• DIRECTION:
Please return every line in the entries below that contains the word "bare", copying each one in full.

• DATASET CONTENT:

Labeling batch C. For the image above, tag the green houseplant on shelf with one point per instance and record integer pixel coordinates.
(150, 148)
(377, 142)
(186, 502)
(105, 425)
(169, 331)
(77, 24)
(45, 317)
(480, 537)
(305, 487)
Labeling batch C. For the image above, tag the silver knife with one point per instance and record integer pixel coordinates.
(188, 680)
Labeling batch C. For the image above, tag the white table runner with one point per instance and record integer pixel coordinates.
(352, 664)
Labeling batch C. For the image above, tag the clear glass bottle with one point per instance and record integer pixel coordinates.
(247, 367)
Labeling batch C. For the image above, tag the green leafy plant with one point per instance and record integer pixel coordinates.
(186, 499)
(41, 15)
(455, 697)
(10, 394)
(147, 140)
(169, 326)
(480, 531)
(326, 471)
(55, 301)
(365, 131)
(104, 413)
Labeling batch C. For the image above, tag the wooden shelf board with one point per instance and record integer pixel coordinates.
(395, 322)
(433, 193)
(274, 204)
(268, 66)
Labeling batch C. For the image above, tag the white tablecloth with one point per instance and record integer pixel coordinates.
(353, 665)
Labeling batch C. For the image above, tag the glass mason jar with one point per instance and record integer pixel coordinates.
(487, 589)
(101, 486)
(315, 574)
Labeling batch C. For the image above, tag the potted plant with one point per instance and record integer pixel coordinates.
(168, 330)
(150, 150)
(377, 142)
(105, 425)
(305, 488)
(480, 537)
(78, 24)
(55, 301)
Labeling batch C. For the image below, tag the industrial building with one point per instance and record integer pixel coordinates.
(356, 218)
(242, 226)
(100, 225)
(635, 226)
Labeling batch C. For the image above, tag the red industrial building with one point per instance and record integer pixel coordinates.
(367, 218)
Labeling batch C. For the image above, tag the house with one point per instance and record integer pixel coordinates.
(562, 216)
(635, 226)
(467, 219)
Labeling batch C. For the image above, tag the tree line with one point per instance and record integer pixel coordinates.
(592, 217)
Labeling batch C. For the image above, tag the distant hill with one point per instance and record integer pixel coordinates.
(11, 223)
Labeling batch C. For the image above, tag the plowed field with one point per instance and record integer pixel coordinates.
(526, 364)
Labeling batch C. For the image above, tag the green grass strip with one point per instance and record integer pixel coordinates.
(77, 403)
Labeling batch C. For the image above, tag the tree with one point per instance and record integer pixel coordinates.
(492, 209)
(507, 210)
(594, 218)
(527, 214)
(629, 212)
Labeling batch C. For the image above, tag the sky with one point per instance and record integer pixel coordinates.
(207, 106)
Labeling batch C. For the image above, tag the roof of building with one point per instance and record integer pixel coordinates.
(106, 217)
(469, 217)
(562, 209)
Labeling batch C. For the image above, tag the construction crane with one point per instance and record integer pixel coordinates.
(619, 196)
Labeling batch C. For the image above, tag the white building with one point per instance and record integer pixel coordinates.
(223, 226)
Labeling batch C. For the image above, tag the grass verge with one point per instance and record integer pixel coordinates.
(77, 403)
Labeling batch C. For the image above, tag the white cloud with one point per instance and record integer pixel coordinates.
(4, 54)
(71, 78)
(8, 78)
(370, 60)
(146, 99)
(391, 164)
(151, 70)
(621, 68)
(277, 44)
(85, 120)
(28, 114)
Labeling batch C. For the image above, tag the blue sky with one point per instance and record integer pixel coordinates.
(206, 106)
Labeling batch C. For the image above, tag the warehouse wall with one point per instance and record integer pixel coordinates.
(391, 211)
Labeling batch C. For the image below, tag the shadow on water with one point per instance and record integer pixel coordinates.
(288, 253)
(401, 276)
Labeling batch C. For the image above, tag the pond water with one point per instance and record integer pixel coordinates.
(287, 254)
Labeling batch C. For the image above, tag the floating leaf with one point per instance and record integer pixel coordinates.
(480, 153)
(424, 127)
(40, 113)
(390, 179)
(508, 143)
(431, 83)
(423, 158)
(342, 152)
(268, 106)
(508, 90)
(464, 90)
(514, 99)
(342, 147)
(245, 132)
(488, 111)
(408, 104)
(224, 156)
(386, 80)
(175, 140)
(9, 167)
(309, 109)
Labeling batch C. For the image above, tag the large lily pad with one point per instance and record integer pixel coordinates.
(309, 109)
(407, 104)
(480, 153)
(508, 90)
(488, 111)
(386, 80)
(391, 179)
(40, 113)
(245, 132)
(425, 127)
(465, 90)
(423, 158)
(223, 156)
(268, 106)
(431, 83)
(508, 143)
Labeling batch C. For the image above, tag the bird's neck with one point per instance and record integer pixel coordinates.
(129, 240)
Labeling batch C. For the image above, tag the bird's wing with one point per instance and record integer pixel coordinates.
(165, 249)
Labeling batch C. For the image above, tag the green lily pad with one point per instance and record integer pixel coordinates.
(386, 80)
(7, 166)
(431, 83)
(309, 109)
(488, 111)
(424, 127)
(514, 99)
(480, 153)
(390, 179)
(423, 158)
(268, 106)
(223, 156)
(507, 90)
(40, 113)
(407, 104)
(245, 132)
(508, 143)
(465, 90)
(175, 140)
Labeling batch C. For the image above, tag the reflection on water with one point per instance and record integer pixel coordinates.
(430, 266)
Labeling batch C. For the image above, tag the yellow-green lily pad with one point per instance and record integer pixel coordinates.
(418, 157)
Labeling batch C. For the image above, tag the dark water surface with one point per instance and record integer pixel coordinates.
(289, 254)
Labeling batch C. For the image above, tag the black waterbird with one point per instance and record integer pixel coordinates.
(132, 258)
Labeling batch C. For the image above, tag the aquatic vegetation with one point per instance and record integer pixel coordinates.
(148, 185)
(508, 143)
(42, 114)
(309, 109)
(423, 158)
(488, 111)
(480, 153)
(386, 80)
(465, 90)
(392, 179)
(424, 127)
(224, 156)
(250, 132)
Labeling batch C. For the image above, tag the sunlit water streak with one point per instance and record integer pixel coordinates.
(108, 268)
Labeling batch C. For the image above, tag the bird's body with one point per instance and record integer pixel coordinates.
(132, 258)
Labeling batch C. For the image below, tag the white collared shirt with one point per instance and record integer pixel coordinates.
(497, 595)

==

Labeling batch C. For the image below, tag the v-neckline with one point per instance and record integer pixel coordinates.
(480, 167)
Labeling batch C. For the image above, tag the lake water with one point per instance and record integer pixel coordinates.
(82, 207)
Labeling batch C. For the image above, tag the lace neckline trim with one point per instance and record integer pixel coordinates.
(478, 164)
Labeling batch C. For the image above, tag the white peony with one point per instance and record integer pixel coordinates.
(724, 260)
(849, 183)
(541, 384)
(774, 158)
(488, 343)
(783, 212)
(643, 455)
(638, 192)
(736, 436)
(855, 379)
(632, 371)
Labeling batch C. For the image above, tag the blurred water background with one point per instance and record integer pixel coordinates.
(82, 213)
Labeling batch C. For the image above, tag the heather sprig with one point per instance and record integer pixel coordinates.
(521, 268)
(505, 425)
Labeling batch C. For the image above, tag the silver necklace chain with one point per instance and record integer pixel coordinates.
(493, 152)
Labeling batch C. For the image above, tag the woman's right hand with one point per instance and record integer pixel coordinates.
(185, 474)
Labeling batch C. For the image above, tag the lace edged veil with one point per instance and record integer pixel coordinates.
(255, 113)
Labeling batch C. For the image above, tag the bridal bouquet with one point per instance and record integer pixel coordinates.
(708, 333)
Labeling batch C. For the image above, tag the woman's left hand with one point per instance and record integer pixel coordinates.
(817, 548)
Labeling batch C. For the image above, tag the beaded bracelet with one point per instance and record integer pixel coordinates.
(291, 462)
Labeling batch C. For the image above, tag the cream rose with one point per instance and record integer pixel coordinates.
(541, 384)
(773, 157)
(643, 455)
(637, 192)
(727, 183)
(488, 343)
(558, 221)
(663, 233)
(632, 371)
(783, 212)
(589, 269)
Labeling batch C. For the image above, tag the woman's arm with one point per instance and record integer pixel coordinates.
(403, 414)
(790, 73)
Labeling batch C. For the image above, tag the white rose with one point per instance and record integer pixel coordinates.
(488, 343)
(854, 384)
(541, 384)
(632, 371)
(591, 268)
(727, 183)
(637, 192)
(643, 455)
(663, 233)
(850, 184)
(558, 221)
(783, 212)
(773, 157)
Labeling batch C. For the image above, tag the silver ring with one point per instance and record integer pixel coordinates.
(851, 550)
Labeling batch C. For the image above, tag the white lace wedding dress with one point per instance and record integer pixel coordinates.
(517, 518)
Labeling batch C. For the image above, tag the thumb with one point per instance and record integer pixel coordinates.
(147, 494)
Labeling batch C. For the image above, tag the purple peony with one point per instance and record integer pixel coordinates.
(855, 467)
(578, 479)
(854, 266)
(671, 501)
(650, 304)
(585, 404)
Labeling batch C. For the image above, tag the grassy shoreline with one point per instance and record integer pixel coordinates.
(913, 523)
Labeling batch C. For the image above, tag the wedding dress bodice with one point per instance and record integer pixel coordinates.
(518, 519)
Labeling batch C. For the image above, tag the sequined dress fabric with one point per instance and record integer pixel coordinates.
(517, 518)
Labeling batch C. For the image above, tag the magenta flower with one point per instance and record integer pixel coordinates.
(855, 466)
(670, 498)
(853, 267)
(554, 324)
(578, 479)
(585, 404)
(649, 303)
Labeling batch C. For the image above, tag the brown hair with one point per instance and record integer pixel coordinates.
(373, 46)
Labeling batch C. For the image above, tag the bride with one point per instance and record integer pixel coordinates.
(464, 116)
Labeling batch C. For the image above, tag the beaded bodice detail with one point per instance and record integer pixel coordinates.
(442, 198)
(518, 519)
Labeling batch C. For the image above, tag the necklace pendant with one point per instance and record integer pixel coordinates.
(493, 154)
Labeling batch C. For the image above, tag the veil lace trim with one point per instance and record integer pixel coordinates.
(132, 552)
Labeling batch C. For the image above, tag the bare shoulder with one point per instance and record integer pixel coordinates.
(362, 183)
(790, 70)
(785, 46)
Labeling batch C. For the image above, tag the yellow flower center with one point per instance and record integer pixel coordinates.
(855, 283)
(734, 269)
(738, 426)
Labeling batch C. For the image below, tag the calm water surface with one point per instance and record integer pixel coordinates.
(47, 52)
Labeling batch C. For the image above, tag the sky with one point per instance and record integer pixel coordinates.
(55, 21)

...

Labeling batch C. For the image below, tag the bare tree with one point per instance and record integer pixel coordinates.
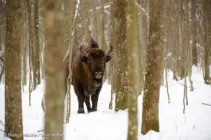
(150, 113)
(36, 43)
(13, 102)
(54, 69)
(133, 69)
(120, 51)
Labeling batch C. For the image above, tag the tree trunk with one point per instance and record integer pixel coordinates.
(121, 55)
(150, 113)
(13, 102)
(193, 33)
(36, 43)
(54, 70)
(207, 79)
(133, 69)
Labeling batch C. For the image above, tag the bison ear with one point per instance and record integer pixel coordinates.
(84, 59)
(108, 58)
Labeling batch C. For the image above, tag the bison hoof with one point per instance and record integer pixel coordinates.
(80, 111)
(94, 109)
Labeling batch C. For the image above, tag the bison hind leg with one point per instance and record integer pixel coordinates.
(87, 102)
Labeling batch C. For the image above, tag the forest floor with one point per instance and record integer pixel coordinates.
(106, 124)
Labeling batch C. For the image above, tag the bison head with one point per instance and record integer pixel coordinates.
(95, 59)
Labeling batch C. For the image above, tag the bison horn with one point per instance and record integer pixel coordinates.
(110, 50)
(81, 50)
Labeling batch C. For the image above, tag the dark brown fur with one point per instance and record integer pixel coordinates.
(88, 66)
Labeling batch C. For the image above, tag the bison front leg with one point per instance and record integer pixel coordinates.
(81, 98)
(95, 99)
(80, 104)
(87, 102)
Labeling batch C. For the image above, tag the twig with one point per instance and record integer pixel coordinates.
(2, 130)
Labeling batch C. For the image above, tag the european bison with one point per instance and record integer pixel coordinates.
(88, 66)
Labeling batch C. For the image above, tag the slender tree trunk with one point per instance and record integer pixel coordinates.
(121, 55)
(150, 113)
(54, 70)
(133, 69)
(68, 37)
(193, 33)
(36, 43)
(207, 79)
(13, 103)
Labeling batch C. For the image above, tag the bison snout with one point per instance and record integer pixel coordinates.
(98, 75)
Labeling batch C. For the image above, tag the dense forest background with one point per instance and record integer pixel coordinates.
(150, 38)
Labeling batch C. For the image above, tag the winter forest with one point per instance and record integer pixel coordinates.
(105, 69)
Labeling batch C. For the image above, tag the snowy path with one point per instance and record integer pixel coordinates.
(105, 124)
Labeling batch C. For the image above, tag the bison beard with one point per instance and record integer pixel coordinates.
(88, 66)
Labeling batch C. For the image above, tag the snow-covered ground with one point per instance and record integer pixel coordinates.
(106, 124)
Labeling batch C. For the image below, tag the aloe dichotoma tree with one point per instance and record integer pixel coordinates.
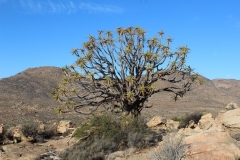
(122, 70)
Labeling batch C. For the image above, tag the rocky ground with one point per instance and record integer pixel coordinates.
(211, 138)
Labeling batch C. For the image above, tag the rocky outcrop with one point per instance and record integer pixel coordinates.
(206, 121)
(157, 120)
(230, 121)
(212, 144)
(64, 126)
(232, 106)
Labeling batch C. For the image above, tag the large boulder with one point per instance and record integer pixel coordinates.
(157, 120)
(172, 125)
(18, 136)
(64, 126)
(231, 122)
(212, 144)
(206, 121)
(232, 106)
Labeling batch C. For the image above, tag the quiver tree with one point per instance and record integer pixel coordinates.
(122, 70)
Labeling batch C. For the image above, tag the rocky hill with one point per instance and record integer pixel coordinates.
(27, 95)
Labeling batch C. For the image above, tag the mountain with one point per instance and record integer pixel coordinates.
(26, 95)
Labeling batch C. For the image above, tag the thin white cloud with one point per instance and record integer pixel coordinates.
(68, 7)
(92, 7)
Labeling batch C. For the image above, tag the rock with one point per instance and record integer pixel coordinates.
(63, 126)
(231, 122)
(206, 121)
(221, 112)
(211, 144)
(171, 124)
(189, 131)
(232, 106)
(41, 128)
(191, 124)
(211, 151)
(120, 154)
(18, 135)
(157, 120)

• COMPLETE OUTPUT:
Labeling batch C. For the image above, tag the bare shoulder with one point per instance and record integer pixel coordinates.
Labeling batch C. For the image below, tag the bare tree with one point per instance and record integer pixel coordinates.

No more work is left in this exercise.